WHAT IS NEEDED: Write out again, exactly as they appear, the lines from the start of the data below through the line with "positive clicks: (213, 124)"; no pictures.
*** EXTRACTED RECORDS Section Begins ***
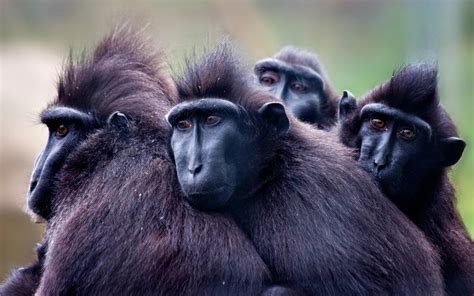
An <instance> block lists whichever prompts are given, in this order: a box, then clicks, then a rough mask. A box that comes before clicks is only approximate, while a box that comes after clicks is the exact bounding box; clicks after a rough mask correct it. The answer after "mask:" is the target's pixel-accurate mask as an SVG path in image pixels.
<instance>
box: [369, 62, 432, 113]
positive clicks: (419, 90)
mask: <svg viewBox="0 0 474 296" xmlns="http://www.w3.org/2000/svg"><path fill="white" fill-rule="evenodd" d="M437 86H438V69H437V67H436V65H432V64H410V65H407V66H405V67H403V68H402V69H400V70H399V71H397V72H394V74H393V75H392V78H391V79H390V80H389V81H387V82H386V83H384V84H382V85H381V86H379V87H377V88H375V89H374V90H373V91H372V92H371V93H370V94H369V95H368V96H367V98H366V100H368V101H373V102H381V103H384V104H386V105H388V106H391V107H393V108H397V109H399V110H402V111H405V112H408V113H416V114H417V115H418V116H420V117H421V118H423V119H428V118H427V117H428V116H429V115H430V114H432V113H433V111H434V110H435V109H436V108H437V106H438V105H439V99H438V90H437Z"/></svg>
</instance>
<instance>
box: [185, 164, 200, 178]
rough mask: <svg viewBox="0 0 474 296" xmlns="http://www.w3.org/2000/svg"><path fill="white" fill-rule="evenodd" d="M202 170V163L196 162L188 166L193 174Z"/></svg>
mask: <svg viewBox="0 0 474 296" xmlns="http://www.w3.org/2000/svg"><path fill="white" fill-rule="evenodd" d="M201 170H202V164H195V165H191V166H189V167H188V171H189V172H190V173H191V174H192V175H193V176H195V175H197V174H199V172H201Z"/></svg>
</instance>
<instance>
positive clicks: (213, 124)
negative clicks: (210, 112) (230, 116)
mask: <svg viewBox="0 0 474 296" xmlns="http://www.w3.org/2000/svg"><path fill="white" fill-rule="evenodd" d="M221 120H222V118H220V117H219V116H213V115H211V116H209V117H207V118H206V124H207V125H216V124H218V123H219V122H221Z"/></svg>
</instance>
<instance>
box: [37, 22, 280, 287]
mask: <svg viewBox="0 0 474 296" xmlns="http://www.w3.org/2000/svg"><path fill="white" fill-rule="evenodd" d="M162 60H163V57H162V56H161V54H157V55H155V54H153V50H152V49H150V48H149V47H148V46H146V43H144V42H143V41H141V39H140V38H139V37H136V36H135V34H134V32H128V31H126V30H125V31H123V30H121V31H119V32H115V33H113V34H112V35H111V36H109V37H108V38H106V39H105V41H104V42H103V43H102V44H101V45H100V46H99V47H98V49H96V51H95V52H94V54H93V56H92V58H90V59H88V58H83V59H82V60H80V61H79V62H77V63H72V62H70V63H69V65H68V66H67V69H66V70H65V72H64V74H63V76H62V77H61V79H60V85H59V89H58V98H57V99H56V100H55V101H54V102H53V106H57V105H60V106H67V107H72V108H76V109H79V110H81V111H84V112H90V113H91V114H93V115H94V116H95V118H96V119H97V122H98V123H99V126H100V128H97V129H96V130H95V131H94V132H93V133H92V134H90V135H89V136H88V137H87V138H86V139H85V140H84V142H83V143H82V144H81V145H79V146H78V147H77V149H76V150H75V151H74V152H73V153H71V155H70V156H69V157H68V160H67V162H66V164H65V166H64V168H63V169H62V170H61V172H60V174H59V176H58V184H60V185H61V186H58V190H57V192H56V193H55V195H54V197H52V198H53V202H52V205H53V215H52V218H51V219H50V221H49V225H48V231H47V241H48V252H47V255H46V258H45V261H44V264H42V263H41V262H40V263H39V264H40V265H41V266H42V267H43V269H44V272H43V274H42V276H41V283H40V286H39V287H38V290H37V292H36V294H37V295H70V294H72V295H170V294H176V293H179V294H181V295H196V294H198V295H207V294H211V295H228V294H229V295H255V294H259V293H260V292H261V291H263V289H264V288H265V287H266V286H267V285H268V284H270V283H271V280H272V278H271V274H270V272H269V270H268V268H267V266H266V265H265V264H264V263H263V261H262V260H261V258H260V256H259V255H258V254H257V253H256V251H255V248H254V246H253V245H252V243H251V242H250V241H249V240H248V238H247V236H246V235H245V234H244V233H243V232H242V231H241V230H240V229H239V228H238V226H237V224H236V223H235V222H234V221H233V220H232V219H231V218H230V217H228V216H227V215H224V214H207V213H203V212H199V211H196V210H194V209H193V208H191V207H190V206H189V205H188V203H187V202H186V200H185V199H184V197H183V196H182V195H181V194H180V190H179V184H178V183H177V181H176V179H175V175H176V173H175V170H174V165H173V162H172V161H171V159H169V157H168V153H167V147H168V139H169V126H168V124H167V123H166V121H165V118H164V115H165V113H166V111H168V109H169V108H170V107H171V106H172V102H174V101H175V95H176V93H177V92H176V89H175V86H174V84H173V83H172V81H171V79H170V76H168V75H167V73H166V72H164V71H163V70H161V69H160V68H159V67H158V65H159V64H160V63H161V61H162ZM115 111H120V112H121V113H123V114H124V115H125V116H126V117H127V118H128V119H127V120H119V121H118V123H117V122H116V121H115V120H110V121H109V123H108V124H107V118H109V116H110V114H112V113H114V112H115Z"/></svg>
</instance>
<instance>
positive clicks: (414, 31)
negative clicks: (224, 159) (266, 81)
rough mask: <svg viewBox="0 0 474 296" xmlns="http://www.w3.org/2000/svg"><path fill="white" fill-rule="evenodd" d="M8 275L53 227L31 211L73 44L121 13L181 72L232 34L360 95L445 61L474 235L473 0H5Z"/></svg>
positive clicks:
*** EXTRACTED RECORDS Section Ends ***
OUTPUT FOR THIS TASK:
An <instance> block lists whichever prompts are given, in this order: a box, then clicks, then a rough mask. A box that comes before clicks is only approximate, while a box that comes after clicks is the exact bounding box; clicks after a rough mask correct it. The answer after "mask:" is the target's pixel-accurate mask as an SVG path in image pixels.
<instance>
box: [369, 62, 432, 113]
positive clicks: (419, 90)
mask: <svg viewBox="0 0 474 296" xmlns="http://www.w3.org/2000/svg"><path fill="white" fill-rule="evenodd" d="M437 86H438V69H437V67H436V65H432V64H410V65H407V66H405V67H403V68H402V69H400V70H399V71H397V72H394V74H393V75H392V78H391V79H390V80H389V81H387V82H386V83H384V84H382V85H381V86H379V87H377V88H375V89H374V90H373V91H372V92H371V93H370V94H369V95H368V96H367V98H366V100H368V101H373V102H381V103H384V104H386V105H388V106H391V107H393V108H397V109H399V110H402V111H405V112H408V113H416V114H417V115H418V116H420V117H421V118H423V119H428V118H427V117H428V116H429V115H430V114H432V113H433V111H434V110H435V109H436V108H437V106H438V105H439V99H438V90H437Z"/></svg>
</instance>
<instance>
box: [185, 164, 200, 178]
rough mask: <svg viewBox="0 0 474 296" xmlns="http://www.w3.org/2000/svg"><path fill="white" fill-rule="evenodd" d="M202 170V163L196 162L188 166L193 174Z"/></svg>
mask: <svg viewBox="0 0 474 296" xmlns="http://www.w3.org/2000/svg"><path fill="white" fill-rule="evenodd" d="M201 170H202V164H195V165H191V166H189V167H188V171H189V172H190V173H191V174H192V175H193V176H195V175H197V174H199V172H201Z"/></svg>
</instance>
<instance>
positive clicks: (213, 124)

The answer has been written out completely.